◆ **Work to do**
Report each line of the records below that contains the string "roof", copying every such line in full.

◆ **Data in this exercise**
********************

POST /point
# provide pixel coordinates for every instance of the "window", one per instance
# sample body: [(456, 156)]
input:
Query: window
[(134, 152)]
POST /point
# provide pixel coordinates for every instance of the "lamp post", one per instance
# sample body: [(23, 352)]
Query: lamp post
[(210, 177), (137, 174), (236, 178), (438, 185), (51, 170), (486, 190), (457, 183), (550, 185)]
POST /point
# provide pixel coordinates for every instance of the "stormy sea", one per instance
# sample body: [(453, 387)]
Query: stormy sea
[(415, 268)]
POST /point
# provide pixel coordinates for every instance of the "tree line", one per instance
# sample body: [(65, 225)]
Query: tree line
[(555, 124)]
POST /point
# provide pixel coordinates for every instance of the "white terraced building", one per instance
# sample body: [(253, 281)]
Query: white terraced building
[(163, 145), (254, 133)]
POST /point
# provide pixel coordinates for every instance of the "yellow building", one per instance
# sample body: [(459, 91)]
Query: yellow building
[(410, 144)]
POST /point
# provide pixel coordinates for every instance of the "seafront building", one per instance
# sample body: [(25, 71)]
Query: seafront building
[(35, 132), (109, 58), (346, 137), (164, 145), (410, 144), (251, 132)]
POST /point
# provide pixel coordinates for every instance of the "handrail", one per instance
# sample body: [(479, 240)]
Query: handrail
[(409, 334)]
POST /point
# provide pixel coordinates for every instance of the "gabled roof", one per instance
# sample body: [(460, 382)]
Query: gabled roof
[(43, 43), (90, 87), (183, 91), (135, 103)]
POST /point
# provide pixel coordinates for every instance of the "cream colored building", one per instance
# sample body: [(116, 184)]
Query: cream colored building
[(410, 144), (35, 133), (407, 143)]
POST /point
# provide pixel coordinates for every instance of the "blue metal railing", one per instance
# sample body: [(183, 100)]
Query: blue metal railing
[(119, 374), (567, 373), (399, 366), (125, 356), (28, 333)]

********************

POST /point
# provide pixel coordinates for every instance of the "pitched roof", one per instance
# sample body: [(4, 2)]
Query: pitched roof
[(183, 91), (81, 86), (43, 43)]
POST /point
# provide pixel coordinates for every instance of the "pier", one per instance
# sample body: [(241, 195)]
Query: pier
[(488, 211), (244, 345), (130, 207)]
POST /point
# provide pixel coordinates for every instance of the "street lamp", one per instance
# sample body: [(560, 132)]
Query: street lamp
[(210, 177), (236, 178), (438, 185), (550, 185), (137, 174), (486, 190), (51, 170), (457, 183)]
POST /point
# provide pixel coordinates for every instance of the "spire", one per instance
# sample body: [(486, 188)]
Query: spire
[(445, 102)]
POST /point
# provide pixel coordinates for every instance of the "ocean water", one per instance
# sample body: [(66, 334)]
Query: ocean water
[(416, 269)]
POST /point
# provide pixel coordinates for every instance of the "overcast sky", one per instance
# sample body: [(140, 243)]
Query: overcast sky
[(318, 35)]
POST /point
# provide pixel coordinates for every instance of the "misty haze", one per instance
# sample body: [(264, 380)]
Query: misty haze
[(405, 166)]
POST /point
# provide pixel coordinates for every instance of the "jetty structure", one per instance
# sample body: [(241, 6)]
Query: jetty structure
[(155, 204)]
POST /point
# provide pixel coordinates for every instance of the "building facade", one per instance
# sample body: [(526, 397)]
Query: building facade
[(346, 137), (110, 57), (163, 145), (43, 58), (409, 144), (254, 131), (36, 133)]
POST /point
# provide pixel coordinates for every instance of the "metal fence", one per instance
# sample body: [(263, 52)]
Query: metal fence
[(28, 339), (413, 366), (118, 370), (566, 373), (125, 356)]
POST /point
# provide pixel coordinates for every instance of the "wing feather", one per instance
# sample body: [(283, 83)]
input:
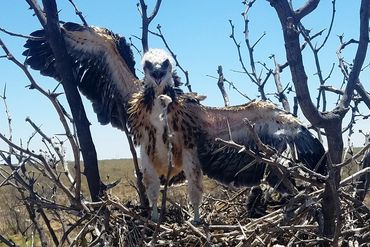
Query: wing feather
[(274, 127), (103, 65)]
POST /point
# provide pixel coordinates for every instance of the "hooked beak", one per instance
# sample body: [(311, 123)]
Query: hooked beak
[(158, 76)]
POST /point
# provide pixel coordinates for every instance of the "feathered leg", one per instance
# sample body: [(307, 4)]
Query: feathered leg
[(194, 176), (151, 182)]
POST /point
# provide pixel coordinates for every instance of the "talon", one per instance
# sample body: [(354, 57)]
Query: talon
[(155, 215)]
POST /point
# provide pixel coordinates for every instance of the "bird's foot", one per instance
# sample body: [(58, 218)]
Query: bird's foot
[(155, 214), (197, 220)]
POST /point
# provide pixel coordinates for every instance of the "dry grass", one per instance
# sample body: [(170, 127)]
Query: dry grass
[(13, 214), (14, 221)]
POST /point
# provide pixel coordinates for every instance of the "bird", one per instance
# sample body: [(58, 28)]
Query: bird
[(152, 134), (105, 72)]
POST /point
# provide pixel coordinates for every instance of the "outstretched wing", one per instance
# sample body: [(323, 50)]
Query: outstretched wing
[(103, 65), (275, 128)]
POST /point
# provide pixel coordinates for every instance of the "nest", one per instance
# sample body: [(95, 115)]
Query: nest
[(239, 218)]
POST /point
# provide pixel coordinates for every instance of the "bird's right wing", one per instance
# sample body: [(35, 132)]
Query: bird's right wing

********************

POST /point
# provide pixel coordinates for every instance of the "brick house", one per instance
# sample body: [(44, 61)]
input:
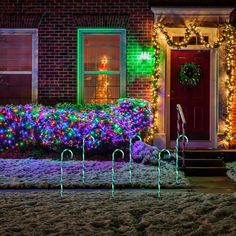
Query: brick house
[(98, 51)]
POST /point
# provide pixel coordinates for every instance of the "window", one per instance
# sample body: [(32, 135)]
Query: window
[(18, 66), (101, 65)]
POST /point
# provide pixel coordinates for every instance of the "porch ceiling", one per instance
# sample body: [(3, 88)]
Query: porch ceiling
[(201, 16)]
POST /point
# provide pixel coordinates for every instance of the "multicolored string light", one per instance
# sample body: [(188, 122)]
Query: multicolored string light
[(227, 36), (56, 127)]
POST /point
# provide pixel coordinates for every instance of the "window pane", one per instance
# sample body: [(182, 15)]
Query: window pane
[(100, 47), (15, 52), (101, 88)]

********************

◆ **In response**
# provide pixel coordinates for every instance of the "gabled roof", one per instance
Query: gabled roof
# provide pixel coordinates for every instance of the "pitched roof", one per instance
Query: pitched roof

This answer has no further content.